▶ [Work to complete]:
What's wanted is each entry repeated verbatim, minus its images.

========================================================================

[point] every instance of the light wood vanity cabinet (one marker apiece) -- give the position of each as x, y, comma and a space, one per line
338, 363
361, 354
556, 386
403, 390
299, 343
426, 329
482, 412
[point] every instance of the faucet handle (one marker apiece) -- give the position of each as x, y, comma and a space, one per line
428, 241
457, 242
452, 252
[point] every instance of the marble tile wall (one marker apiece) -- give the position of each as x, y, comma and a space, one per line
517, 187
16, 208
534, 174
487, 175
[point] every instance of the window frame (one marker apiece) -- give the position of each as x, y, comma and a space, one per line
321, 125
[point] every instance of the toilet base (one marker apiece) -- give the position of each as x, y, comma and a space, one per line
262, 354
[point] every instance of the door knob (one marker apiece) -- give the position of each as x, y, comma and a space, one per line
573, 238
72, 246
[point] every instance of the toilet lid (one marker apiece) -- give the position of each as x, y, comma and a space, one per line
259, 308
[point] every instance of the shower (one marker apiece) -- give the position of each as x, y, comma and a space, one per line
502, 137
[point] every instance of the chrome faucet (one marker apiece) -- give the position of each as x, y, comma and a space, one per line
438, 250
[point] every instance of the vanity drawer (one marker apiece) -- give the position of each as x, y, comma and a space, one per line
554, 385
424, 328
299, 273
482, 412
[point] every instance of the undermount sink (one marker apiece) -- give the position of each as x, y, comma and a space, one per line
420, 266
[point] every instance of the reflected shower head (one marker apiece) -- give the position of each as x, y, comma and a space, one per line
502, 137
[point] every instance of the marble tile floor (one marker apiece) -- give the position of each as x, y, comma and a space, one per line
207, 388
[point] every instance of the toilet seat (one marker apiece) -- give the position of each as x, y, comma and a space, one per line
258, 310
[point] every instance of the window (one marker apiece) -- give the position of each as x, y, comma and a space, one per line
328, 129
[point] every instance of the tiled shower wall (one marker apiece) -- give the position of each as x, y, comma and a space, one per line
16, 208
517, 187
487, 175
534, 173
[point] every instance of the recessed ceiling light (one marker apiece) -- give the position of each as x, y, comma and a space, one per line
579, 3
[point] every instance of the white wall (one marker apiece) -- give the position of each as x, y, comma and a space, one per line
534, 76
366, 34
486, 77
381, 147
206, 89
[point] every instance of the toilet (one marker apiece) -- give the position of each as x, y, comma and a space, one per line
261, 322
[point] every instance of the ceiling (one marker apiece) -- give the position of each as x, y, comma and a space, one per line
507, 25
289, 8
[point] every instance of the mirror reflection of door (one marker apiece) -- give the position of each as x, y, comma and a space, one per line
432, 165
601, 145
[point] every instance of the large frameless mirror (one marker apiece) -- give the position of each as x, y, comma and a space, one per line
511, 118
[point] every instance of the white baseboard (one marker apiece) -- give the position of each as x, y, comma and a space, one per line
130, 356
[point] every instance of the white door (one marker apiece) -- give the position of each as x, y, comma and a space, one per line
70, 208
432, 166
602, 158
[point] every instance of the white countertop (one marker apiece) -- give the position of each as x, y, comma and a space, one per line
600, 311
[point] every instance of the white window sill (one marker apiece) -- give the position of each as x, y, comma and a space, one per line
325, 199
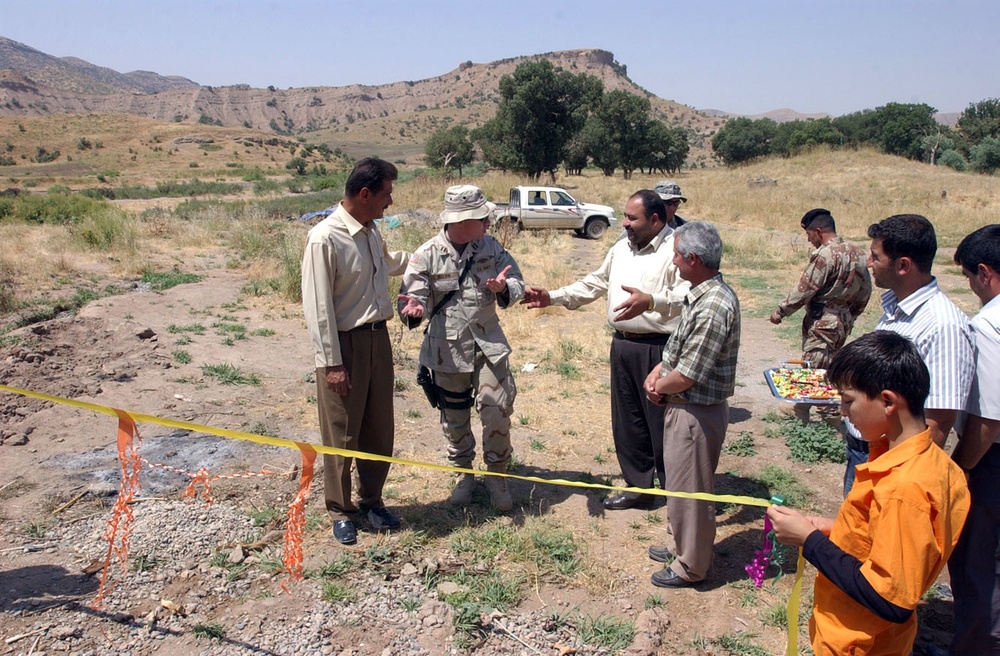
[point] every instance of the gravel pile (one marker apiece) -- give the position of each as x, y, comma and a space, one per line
179, 590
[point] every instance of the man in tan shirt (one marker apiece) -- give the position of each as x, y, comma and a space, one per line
345, 299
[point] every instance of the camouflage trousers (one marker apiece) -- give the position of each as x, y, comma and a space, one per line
823, 336
494, 391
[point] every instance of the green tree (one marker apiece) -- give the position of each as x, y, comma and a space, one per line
449, 149
668, 148
934, 144
903, 127
601, 147
298, 165
743, 139
985, 156
625, 118
575, 155
980, 120
793, 137
540, 110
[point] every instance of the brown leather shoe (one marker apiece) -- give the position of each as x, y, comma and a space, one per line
624, 501
667, 578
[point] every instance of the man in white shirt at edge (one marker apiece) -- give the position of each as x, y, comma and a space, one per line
902, 252
974, 565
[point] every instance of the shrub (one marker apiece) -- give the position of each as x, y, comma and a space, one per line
953, 159
55, 208
8, 293
43, 156
813, 442
109, 229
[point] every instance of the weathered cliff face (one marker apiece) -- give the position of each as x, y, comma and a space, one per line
300, 109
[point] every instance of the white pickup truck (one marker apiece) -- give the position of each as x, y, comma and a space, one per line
551, 207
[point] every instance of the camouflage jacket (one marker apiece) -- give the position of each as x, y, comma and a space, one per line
835, 281
469, 318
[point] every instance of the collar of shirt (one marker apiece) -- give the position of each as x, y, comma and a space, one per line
895, 308
352, 224
696, 292
884, 459
470, 249
654, 243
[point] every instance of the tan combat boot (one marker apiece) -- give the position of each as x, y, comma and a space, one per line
497, 486
462, 494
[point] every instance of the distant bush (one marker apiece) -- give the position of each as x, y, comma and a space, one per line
55, 208
107, 230
953, 159
43, 156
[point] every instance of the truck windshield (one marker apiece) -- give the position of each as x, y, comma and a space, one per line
562, 198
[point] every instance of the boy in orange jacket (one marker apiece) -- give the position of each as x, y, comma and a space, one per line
899, 523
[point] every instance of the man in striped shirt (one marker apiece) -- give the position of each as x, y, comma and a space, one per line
902, 252
693, 382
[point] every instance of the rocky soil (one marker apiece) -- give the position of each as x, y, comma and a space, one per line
205, 579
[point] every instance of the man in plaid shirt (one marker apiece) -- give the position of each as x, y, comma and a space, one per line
693, 382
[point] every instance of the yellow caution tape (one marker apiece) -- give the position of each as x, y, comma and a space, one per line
361, 455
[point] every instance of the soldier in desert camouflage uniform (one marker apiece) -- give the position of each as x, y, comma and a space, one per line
834, 289
456, 280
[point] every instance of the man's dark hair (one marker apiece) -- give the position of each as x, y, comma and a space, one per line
819, 218
907, 235
651, 204
980, 247
882, 360
370, 173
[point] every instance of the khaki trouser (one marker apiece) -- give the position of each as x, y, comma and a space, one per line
692, 443
494, 392
361, 421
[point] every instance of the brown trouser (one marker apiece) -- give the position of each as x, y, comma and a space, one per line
692, 443
361, 421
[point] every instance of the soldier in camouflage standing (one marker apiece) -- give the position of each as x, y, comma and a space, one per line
456, 280
834, 289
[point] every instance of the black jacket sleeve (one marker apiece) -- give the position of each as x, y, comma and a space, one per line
844, 570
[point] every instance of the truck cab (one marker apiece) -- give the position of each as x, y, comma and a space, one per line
533, 208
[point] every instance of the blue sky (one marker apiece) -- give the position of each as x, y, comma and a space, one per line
742, 56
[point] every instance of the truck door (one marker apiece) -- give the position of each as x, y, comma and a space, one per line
565, 210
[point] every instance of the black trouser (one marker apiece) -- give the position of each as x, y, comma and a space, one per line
974, 566
636, 424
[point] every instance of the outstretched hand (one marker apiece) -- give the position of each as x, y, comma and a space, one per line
413, 308
633, 306
498, 284
792, 527
536, 297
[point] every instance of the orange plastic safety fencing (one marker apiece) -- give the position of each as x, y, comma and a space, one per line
120, 524
119, 527
296, 525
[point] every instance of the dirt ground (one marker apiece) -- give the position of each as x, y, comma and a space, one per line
120, 351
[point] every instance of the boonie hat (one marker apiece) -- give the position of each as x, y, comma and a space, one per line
812, 215
668, 190
464, 202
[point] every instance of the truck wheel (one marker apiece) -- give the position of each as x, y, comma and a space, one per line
595, 228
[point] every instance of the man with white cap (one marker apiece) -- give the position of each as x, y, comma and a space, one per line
456, 280
670, 194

========================================================================

▶ [Answer to the exercise]:
[point] every instance of the light wood vanity cabinet (one marker apiece) -- give the position of each as x, y, comma and a space, one per line
338, 363
361, 354
556, 386
403, 390
299, 343
426, 329
482, 412
[point] every instance of the faucet handle (one marker apiece) -- give the position of each as x, y, comma and a space, one per line
428, 241
457, 242
452, 252
[point] every instance of the marble tile wall (one marker apiece) -- give the position of each as x, y, comma and a space, one per line
517, 187
16, 208
534, 174
487, 175
[point] every instance of the window frame (one marker apiece) -- give the position of each as x, y, comma and a space, one per line
321, 125
[point] every instance of the toilet base (one marker apiece) -- give the position of each as x, y, comma and a space, one per line
262, 354
[point] every instance of the door knob (one marker apiece) -- give the position of each as x, y, comma and a space, one per line
573, 238
72, 246
[point] every instance of the toilet lid (one marker apiece) -- give the position of each as x, y, comma and a space, one per line
259, 308
[point] every instance of the shower (one marker apiece) -- give the position of each as x, y, comma and a space, one per line
502, 137
[point] every instance of the chrome faucet (one marker apiece) -- give the position of each as x, y, comma and a space, one per line
438, 250
[point] every instance of the vanity drawer (one marker apiece) -- give the position of each as x, y, comma and a space, one per line
554, 385
424, 328
299, 273
482, 412
[point] every instance of the undermount sink (one marker apiece) -- give the position of each as x, y, comma and a space, one per line
420, 266
[point] every instance of the reflected shower head (one marker apiece) -- give the position of each as x, y, comma and a space, one per line
502, 137
[point] every instance of the marble tile floor (one marker apiece) -- give the position of each as x, y, comma and a space, one per line
207, 388
[point] every instance of the toilet seat (one marker apiece) -- give the position of each as x, y, comma and a space, one per line
258, 310
[point] every instance of the window (one marker apiece) -- give the position of each as x, y, comma and a space, one per line
328, 129
[point] every instance of the tiled shower wall (one marker apiece) -- give the position of each as x, y, comma and a space, one per line
16, 208
517, 187
487, 175
534, 173
[point] every instance of the recessed ceiling light (one marker apiece) -- give the position of each as x, y, comma and a space, one per line
579, 3
[point] every instance of the white wall (one marker apiece) -- give the position of each as x, y, comma and a space, one per line
534, 76
366, 34
486, 77
381, 147
206, 89
[point] every instance of the toilet (one marker apiece) -- give the position of each as x, y, comma and a space, one per line
261, 322
[point] every instance of the ceiling (one marker apiece) -- give the position of each as x, y, comma and a space, one per line
507, 25
289, 8
[point] every instance of the mirror reflection of door (one marker apiece) -- give the position of each as x, y, comma and a space, one per line
432, 165
601, 145
[point] every instance of the large frameless mirror (one marker apiece) -- give the position of each as x, y, comma and a space, one per line
511, 118
[point] every instance of the white baseboard (one marker apiece) -- give the position of each as x, y, comma and a space, one per line
130, 356
[point] every instance of the white door (one marker apiece) -- give the position of each as x, y, comma and a space, one per line
70, 208
432, 166
602, 158
[point] every instance of the white countertop (one marker apiece) -- give the position of each as x, y, comma and a space, one per line
600, 311
[point] every instance of the white window sill (one marker apiece) -- give the position of each as x, y, comma and a space, one per line
325, 199
[point] every instance of the gravel pile (one marker apiece) -- give the position of each as x, y, comma and a space, one per line
179, 590
[point] every instance of the man in tan shirt (one marker apiece) -- give the position of each as x, y, comma and a space, one per line
345, 299
[point] every instance of the camouflage trousers (one marker apiece) -- give the position of each as x, y, comma and a space, one per line
823, 336
494, 391
[point] every instance of the green tree (one marker apiece) -- give the position of each as x, y, comma and a space, one per line
449, 149
668, 148
934, 144
903, 127
601, 147
298, 165
743, 139
985, 156
625, 118
575, 155
980, 120
793, 137
540, 110
[point] every instance of the brown leather shoe (one marker apiece) -- give the position of each as x, y, comma and a space, one per line
624, 501
667, 578
[point] every instance of the man in white shirt at edge (one marker apiece) -- give the position of each as x, y, comma and a space, one per line
902, 252
974, 565
[point] every instance of the shrub (one marker apiece) -- give the position of each as x, y, comma and a space, one per line
953, 159
55, 208
8, 293
43, 156
813, 442
109, 229
[point] every instance of the weathered cliff face (one marker apiece) -- give the position of each as x, y, comma and a space, one per line
300, 109
[point] every instance of the white pickup truck (one marker apiece) -- give the position of each as x, y, comma and a space, one per line
551, 207
[point] every instance of the camouflage jacket (one marker apiece) -- give the position of each as x, y, comma and a space, one per line
835, 281
469, 318
[point] every instance of the collar of shirt (one marker apiece) -- give the position of each as x, y, comma and a space, one per line
895, 308
352, 224
696, 292
884, 459
470, 249
654, 243
[point] every instance of the tan combat boot (one marker apiece) -- give the position of each as x, y, comma and a space, one per line
497, 486
462, 494
[point] every instance of the distant bush (one marker apiece) -- give the position of each as x, y, comma and a space, one per line
55, 208
107, 230
953, 159
43, 156
[point] every instance of the truck windshield (one marker apiece) -- give the position of each as x, y, comma and a space, one per line
562, 198
[point] every instance of the boy in orange jacket (one marker apiece) -- give the position of each as x, y, comma and a space, one per line
899, 523
[point] every instance of the man in striped shirt (one marker apiece) -- give the position of each as x, y, comma and a space, one per line
902, 252
693, 382
[point] every instance of the rocky soil (one marker apiece) -- give the position of each as x, y, comma and a space, one per line
205, 579
[point] every instance of the man in plaid shirt (one marker apiece) -- give the position of each as x, y, comma and a space, one per line
693, 382
[point] every instance of the yellow caution tape (one marker apiece) -- give the position of each as x, y, comma and a space, one per line
361, 455
[point] every instance of the soldier in desert camouflage uniform (one marker apiece) -- give the position of each as x, y, comma and a space, one per line
834, 289
456, 280
[point] every instance of the man's dark hair (one marker apiece) -- give the position of each as x, y, comma and a space, one per line
819, 218
907, 235
651, 204
980, 247
882, 360
370, 173
[point] every instance of the khaki trouser (one marker apiece) -- give the position of each as x, y, comma and a space, one per line
692, 443
494, 392
361, 421
[point] every instance of the brown trouser (one marker apiece) -- give the position of each as x, y, comma and a space, one per line
692, 443
361, 421
[point] every instance of the soldier in camouflage standing (one marker apiece) -- give the position of each as x, y, comma and a space, one per line
456, 280
834, 289
[point] every instance of the black jacket sleeve (one marker apiece) -- give the position of each as x, y, comma and a space, one per line
844, 570
[point] every instance of the truck cab (one marker apiece) -- give the position of each as x, y, comma and a space, one per line
533, 208
[point] every instance of the blue sky (one marker apiece) -- give the position of each as x, y, comma and a space, one per line
742, 56
[point] every instance of the truck door (one marker apiece) -- give the position of each as x, y, comma and a space, one per line
565, 210
[point] every instance of the black trouser (one marker apiece) -- give the position of each as x, y, comma and a space, one per line
974, 566
636, 424
[point] every instance of the outstretched hand (one marker apiece) -- give the position of each as x, y, comma and a space, one per line
413, 308
633, 306
498, 284
792, 527
536, 297
[point] every instance of the orange plastic safety fencing (one marker apiece) -- give the position of each as x, y, comma and a space, one per line
120, 524
119, 527
296, 525
[point] every instance of the dirt ground (one marker apiece) -- give the position of each as x, y, comma and a space, one per line
120, 351
[point] every instance of the boonie hat (one marker apiece) -- give the position of each as x, y, comma and a space, one per line
812, 215
668, 190
464, 202
[point] every instance of the truck wheel (one marker apiece) -- give the position of each as x, y, comma and a space, one per line
595, 228
[point] every instance of the man with white cap (one marker apiece) -- give the position of each as x, y, comma and a space, one per line
456, 280
670, 194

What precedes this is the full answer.